Please copy out the records below with every "Output" replaced by "Result", keeping all other text as it is.
______________________________
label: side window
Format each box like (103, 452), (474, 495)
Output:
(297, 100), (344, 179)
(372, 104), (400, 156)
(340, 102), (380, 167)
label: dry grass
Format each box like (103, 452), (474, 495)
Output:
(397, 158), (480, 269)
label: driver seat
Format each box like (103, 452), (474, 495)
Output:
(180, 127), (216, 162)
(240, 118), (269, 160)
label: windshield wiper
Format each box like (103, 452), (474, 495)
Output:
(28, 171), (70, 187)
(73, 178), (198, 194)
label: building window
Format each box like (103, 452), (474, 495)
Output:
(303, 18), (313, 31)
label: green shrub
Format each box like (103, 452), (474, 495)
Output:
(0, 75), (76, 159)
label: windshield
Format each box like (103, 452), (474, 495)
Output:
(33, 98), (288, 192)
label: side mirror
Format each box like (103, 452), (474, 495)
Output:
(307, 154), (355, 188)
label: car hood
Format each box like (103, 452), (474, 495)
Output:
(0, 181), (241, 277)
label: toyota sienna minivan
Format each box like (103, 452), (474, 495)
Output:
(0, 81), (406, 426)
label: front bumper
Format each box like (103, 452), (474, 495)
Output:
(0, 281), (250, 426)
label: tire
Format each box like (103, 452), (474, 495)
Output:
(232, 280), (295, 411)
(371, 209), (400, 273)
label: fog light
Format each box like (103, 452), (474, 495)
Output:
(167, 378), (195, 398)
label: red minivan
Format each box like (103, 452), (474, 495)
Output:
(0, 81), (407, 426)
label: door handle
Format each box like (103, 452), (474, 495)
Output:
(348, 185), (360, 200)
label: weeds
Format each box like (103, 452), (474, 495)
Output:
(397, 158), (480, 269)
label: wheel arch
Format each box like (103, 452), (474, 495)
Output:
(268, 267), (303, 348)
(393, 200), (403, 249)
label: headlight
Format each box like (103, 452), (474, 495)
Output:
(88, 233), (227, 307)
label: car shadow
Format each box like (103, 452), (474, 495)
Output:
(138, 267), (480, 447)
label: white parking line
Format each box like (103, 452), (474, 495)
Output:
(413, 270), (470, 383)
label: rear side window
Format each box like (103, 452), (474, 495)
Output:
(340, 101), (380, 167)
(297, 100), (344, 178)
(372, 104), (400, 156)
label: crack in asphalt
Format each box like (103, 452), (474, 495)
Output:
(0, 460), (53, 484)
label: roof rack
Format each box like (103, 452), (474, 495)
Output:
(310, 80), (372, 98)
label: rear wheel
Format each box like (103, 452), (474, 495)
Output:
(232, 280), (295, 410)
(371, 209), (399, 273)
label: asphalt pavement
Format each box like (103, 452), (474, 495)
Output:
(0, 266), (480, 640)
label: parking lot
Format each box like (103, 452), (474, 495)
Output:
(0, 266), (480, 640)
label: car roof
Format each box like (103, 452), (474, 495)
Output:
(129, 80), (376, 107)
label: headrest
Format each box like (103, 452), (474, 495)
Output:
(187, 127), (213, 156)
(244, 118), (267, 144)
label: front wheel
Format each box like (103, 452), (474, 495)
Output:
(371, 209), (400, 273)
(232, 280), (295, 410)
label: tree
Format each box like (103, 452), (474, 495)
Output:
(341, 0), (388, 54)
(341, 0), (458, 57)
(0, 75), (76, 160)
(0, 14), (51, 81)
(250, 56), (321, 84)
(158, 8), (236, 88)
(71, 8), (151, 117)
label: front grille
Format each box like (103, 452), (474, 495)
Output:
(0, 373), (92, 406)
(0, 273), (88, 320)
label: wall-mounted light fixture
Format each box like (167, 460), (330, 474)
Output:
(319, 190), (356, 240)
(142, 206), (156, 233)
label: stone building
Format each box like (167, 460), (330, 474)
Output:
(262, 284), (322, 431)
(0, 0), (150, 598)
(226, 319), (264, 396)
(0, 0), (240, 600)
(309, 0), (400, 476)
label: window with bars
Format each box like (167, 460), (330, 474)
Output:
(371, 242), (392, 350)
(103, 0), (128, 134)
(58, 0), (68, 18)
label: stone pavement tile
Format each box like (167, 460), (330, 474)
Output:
______________________________
**Solved problem:**
label: side window
Format each box like (103, 452), (474, 495)
Result:
(297, 100), (344, 179)
(372, 104), (400, 156)
(340, 102), (380, 167)
label: dry grass
Format each box like (103, 452), (474, 495)
Result:
(397, 158), (480, 269)
label: driver seat
Format each box like (103, 452), (474, 495)
Result:
(180, 127), (216, 162)
(240, 118), (269, 160)
label: windshield wiper
Format each box like (103, 452), (474, 495)
Result:
(28, 171), (70, 187)
(73, 178), (198, 194)
label: building window
Format each box like (103, 452), (474, 495)
Result:
(303, 18), (313, 31)
label: green shrub
Format each box like (103, 452), (474, 495)
Result:
(0, 75), (76, 159)
label: windshield
Format each box like (103, 452), (474, 495)
Result:
(33, 98), (288, 192)
label: side mirror
Format each box like (103, 452), (474, 495)
Result:
(307, 154), (355, 188)
label: car hood
Format each box like (103, 452), (474, 495)
Result:
(0, 181), (241, 277)
label: toyota sienna minivan
Format each box like (103, 452), (474, 495)
Result:
(0, 81), (406, 426)
label: front bumper
Format each box like (103, 452), (474, 495)
Result:
(0, 281), (250, 426)
label: tire
Format each box like (103, 452), (474, 495)
Result:
(232, 280), (295, 411)
(371, 209), (400, 273)
label: fog light
Format each box like (103, 452), (474, 495)
Result:
(167, 378), (195, 398)
label: red minivan
Format each box like (103, 452), (474, 495)
Result:
(0, 81), (407, 426)
label: door handle
Format each box like (103, 452), (474, 495)
Result:
(348, 185), (360, 200)
label: weeds
Format each box like (103, 452), (474, 495)
Result:
(397, 158), (480, 269)
label: wheel arch
Format each box like (103, 452), (474, 495)
Result:
(268, 267), (303, 348)
(393, 200), (403, 249)
label: headlight
Format each box like (103, 452), (474, 495)
Result:
(88, 233), (227, 307)
label: car shadow
Format each box like (103, 452), (474, 495)
Result:
(138, 267), (480, 447)
label: white parking line
Format each box like (103, 452), (474, 495)
Result:
(413, 270), (470, 383)
label: rear side window
Format each box like (103, 452), (474, 495)
Result:
(340, 101), (380, 167)
(297, 100), (344, 178)
(372, 104), (400, 156)
label: crack in asphalt
Format each box like (103, 452), (474, 495)
Result:
(0, 460), (53, 484)
label: roof rack
Format each box like (103, 452), (474, 495)
Result:
(310, 80), (372, 98)
label: rear wheel
Format each box like (103, 452), (474, 495)
Result:
(232, 280), (295, 410)
(371, 209), (399, 273)
label: asphalt pavement
Format each box like (103, 452), (474, 495)
Result:
(0, 266), (480, 640)
label: parking lot
Format each box like (103, 452), (474, 495)
Result:
(0, 266), (480, 640)
label: car roof
Format each box like (103, 452), (474, 495)
Result:
(129, 80), (376, 107)
label: headrest
Format each box like (103, 452), (474, 495)
Result:
(187, 127), (213, 156)
(244, 118), (267, 144)
label: front wheel
Format each box like (103, 452), (474, 495)
Result:
(371, 209), (400, 273)
(232, 280), (295, 410)
label: tree
Format each box like (103, 452), (474, 495)
Result:
(341, 0), (388, 54)
(341, 0), (458, 57)
(0, 75), (76, 160)
(0, 14), (51, 81)
(250, 56), (321, 84)
(158, 8), (236, 88)
(71, 8), (151, 117)
label: front grille
Format each box like (103, 452), (474, 495)
Result:
(0, 373), (92, 406)
(0, 273), (88, 320)
label: wall-mounted light fixture
Format each box like (167, 460), (330, 474)
Result:
(319, 190), (356, 240)
(142, 206), (156, 233)
label: stone building
Format each box like (167, 460), (330, 474)
Result:
(262, 284), (322, 431)
(0, 0), (150, 598)
(226, 319), (264, 396)
(0, 0), (240, 600)
(309, 0), (400, 476)
label: window with bars
Format each box like (167, 460), (330, 474)
Result:
(371, 242), (392, 350)
(103, 0), (128, 134)
(58, 0), (68, 18)
label: stone pavement tile
Format each box like (167, 460), (330, 474)
Result:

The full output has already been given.